**Excerpt to read**:
►
This post is produced in partnership with The Berry Growers of Ontario.
Berries, like any fresh produce, are always best at their peak freshness, and timing for this depends on both variety and geography. You can purchase fresh Ontario field berries in stores anytime from May through October, but Ontario greenhouse berries are available almost all year-round. Want to pick your own or buy fresh from the farm? The Berry Growers of Ontario has a great guide on their website to help you find local berries at a farm-gate market or at pick-your-own farm near you.
It just so happens that it’s peak blueberry season and a couple of weekends ago, Neil and I checked out Andrew’s Scenic Acres, a local berry farm, to source berries for this recipe and came back with a few pounds of gorgeous ripe blueberries that have been put to excellent use in my kitchen (though it was all I could do to not just eat them fresh!).
How do you pick blueberries anyway?
Yes, we went blueberry picking – my first time berry picking in AGES and it was so much fun! It felt a bit daunting at first – there were SO many bushes, I wondered if we’d find any but I didn’t need to worry – there were loads! As a general rule of thumb, you’re looking for the bluest blueberries (sounds silly but once you get picking, you’ll see the various shades of pinks and blue they are depending on where they are in the growth process). To pick them, they should just fall off the bush into your fingers, you shouldn’t need to pull them at all. So even if they *look* blue enough, they might not be ready if they don’t pop off easily.
◄
**Listing**:
►
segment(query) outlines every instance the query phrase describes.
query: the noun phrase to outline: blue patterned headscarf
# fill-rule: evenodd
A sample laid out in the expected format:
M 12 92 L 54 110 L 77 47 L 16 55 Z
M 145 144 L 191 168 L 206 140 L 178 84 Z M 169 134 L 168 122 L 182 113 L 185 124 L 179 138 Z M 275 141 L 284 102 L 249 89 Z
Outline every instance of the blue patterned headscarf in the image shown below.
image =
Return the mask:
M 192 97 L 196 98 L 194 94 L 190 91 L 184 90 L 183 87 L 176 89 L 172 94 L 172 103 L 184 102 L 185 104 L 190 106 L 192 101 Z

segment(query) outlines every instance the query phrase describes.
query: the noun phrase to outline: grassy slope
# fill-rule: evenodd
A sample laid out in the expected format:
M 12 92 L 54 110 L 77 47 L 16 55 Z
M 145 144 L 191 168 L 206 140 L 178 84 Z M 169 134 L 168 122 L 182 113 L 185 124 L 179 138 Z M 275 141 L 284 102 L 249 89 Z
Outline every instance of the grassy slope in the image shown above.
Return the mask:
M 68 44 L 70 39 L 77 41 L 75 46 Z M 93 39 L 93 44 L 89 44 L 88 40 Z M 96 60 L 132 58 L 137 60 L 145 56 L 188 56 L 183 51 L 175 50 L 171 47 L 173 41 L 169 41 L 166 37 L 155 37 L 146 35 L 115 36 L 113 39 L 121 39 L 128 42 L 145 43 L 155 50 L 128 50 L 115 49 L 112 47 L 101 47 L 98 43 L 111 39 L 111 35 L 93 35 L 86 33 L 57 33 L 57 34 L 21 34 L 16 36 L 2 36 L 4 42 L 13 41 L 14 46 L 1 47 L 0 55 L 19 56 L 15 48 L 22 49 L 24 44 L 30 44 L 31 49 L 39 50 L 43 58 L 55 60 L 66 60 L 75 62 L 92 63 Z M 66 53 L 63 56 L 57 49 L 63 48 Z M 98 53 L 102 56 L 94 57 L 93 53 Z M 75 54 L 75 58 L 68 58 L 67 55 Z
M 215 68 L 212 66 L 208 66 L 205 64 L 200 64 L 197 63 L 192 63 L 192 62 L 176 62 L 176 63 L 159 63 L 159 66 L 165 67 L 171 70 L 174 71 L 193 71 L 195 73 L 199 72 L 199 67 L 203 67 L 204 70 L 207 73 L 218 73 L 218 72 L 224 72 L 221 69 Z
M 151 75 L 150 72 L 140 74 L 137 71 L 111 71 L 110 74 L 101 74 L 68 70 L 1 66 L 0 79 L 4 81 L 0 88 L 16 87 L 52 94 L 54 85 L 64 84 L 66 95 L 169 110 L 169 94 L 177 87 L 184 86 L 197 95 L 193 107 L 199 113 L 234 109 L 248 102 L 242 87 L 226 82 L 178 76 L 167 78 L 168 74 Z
◄
**Tasks and exercises**:
a: Summarize the post about Ontario berries and blueberry picking in two sentences.
b: In the post about Ontario berries, what farm did the writer and Neil visit to get blueberries for the recipe?
c: Write the next few sentences of the post about blueberry picking, beginning right after its final sentence.

**Solved problems**:
a: Ontario field berries are sold in stores from May through October and greenhouse berries almost all year, and The Berry Growers of Ontario has a guide on its website for finding farm-gate markets and pick-your-own farms. During peak blueberry season, the writer and Neil picked blueberries at Andrew's Scenic Acres, and the post explains that ripe berries are the bluest ones and should drop into your fingers without any pulling.

b: Andrew's Scenic Acres, a local berry farm.

c:
Don’t think you couldn’t possibly fill a large basket with those tiny blueberries? Oh yes you can! Once you get picking, you’ll see how quickly it starts to fill up! And if you were overly enthusiastic and have more blueberries than you can manage (ahem, it me!), you can always freeze them to enjoy at a later date. Nothing like fresh-picked blueberries in the depths of winter to cheer up your baking! I freeze them in Ziploc bags flat on a baking tray so they take up less room in the freezer.
Ok then, about that recipe? When you have a few pounds of fresh berries hanging around, there are SO many possibilities but as soon as I received this assignment, I had a vague idea that I wanted to make some sort of blueberry compote to really let the fruit shine.
What is a compote and how do I serve it?
A compote is like a jam only chunkier, typically used immediately as a component of a dish as opposed to canning or preserving it and it’s the perfect recipe to make with fresh berries. Fresh compote is the perfect accompaniment to a bowl of ice cream, stirred through plain yoghurt, on top of cream and a pavlova or a shortcake – the possibilities are endless.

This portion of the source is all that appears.